» **ASSIGNMENT**: As an exercise, transcribe the data below in full and exactly, omitting pictures.

Photo-based referring expression data:
※

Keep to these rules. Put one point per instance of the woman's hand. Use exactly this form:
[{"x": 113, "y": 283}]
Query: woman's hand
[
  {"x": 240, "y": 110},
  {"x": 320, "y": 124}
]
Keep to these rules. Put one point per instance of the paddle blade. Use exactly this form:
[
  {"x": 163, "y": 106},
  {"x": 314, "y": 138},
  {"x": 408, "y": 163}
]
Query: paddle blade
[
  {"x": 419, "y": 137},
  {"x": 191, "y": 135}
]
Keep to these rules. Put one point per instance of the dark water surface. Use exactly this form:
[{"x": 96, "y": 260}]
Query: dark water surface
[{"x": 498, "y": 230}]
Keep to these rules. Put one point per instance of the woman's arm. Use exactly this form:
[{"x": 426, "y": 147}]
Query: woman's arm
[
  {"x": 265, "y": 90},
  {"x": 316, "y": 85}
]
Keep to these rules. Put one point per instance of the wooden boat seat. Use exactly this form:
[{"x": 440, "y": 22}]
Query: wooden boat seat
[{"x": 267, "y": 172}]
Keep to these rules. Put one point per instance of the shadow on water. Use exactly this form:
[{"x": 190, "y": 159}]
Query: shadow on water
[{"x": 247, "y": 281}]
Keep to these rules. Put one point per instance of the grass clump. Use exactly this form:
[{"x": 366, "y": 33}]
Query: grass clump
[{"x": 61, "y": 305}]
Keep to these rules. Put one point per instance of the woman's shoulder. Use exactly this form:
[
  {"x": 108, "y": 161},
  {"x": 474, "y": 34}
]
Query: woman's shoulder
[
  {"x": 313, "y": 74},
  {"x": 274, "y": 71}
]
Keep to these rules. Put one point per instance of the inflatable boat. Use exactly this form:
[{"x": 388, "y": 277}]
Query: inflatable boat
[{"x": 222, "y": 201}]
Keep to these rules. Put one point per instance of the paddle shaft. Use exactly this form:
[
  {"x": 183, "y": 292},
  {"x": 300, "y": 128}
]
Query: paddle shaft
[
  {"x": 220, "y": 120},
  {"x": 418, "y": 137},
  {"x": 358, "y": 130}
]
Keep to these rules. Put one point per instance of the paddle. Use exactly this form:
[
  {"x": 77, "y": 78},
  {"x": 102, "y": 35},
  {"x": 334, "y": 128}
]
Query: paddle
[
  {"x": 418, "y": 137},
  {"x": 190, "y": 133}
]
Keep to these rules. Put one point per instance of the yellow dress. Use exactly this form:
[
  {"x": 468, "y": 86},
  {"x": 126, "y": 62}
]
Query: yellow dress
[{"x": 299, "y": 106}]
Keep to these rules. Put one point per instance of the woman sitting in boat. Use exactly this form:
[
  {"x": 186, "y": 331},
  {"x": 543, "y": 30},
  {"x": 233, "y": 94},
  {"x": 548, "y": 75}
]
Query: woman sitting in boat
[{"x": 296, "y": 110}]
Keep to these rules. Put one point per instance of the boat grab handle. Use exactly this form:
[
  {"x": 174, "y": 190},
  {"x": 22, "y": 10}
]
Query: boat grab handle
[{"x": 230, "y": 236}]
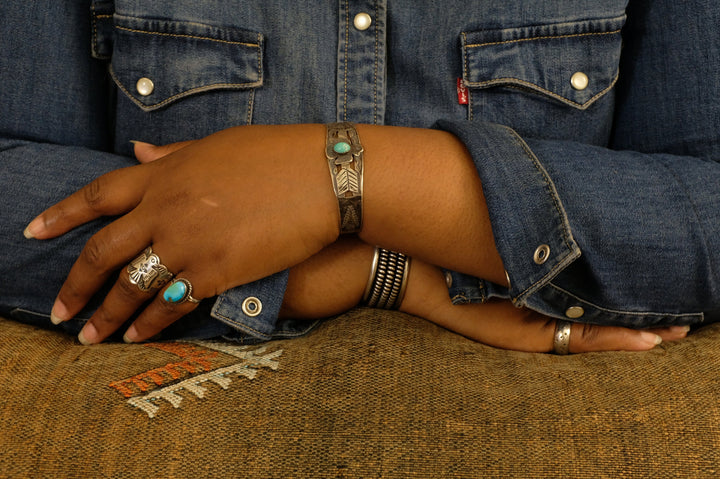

※

» **WRITTEN ANSWER**:
Keep to these rules. Put one point per instance of the woman's hand. Use exactly this form:
[{"x": 113, "y": 283}]
Query: woman's hand
[
  {"x": 240, "y": 110},
  {"x": 320, "y": 124}
]
Keep to these rules. Put one point per instance of the paddle blade. Use exactly this form:
[
  {"x": 163, "y": 106},
  {"x": 314, "y": 138},
  {"x": 408, "y": 163}
]
Query: paddle blade
[
  {"x": 419, "y": 137},
  {"x": 191, "y": 135}
]
Keep to these rules. Put one point per instance of the dark water surface. Use exactly this form:
[{"x": 96, "y": 260}]
Query: dark water surface
[{"x": 498, "y": 230}]
Keep to these rules. Put one point per instance of the woman's arm. Use exactly this form:
[{"x": 426, "y": 147}]
Query: woman's arm
[
  {"x": 265, "y": 90},
  {"x": 316, "y": 85}
]
Keep to these rules. Put one point per instance of the wooden boat seat. Use exactly this form:
[{"x": 440, "y": 22}]
Query: wooden boat seat
[{"x": 267, "y": 172}]
Keep to these rules. Put one point per instance of the shadow on water. Use exactly this form:
[{"x": 190, "y": 159}]
Query: shadow on water
[{"x": 247, "y": 281}]
Keep to these rules. Put one point per instance of the grass clump. Use exactly this form:
[{"x": 366, "y": 33}]
Query: grass clump
[{"x": 61, "y": 305}]
Keep to these rules. Put one point per instance of the woman's shoulder. Use exactly this form:
[
  {"x": 108, "y": 161},
  {"x": 474, "y": 34}
]
Query: woman's shoulder
[
  {"x": 313, "y": 74},
  {"x": 274, "y": 71}
]
Keep to these rules. Put one point per instance of the inflatable boat. Use exactly this form:
[{"x": 388, "y": 277}]
Query: inflatable boat
[{"x": 222, "y": 201}]
Keep to these rules. Put one point per instance of the paddle shaft. Use exactly this form:
[
  {"x": 183, "y": 292},
  {"x": 300, "y": 128}
]
Query: paddle shaft
[
  {"x": 220, "y": 120},
  {"x": 418, "y": 137},
  {"x": 358, "y": 130}
]
Keep to these rules. Put one point per instance of the paddle. Use exactly this form:
[
  {"x": 77, "y": 78},
  {"x": 102, "y": 35},
  {"x": 334, "y": 128}
]
Query: paddle
[
  {"x": 418, "y": 137},
  {"x": 190, "y": 133}
]
Keep to these rules. Put one point per instance of the yellow dress. Use exactly this form:
[
  {"x": 468, "y": 86},
  {"x": 126, "y": 62}
]
Query: yellow dress
[{"x": 299, "y": 106}]
Keep to these rules. Put one point per instance of the woman sitting in boat. Use exactly this form:
[
  {"x": 186, "y": 331},
  {"x": 543, "y": 30},
  {"x": 233, "y": 94},
  {"x": 548, "y": 75}
]
Query: woman sitting in boat
[{"x": 296, "y": 110}]
Keep to these rules. Put one point per instance of the boat grab handle. Use exactly this form:
[
  {"x": 174, "y": 190},
  {"x": 22, "y": 10}
]
Query: boat grab handle
[{"x": 230, "y": 236}]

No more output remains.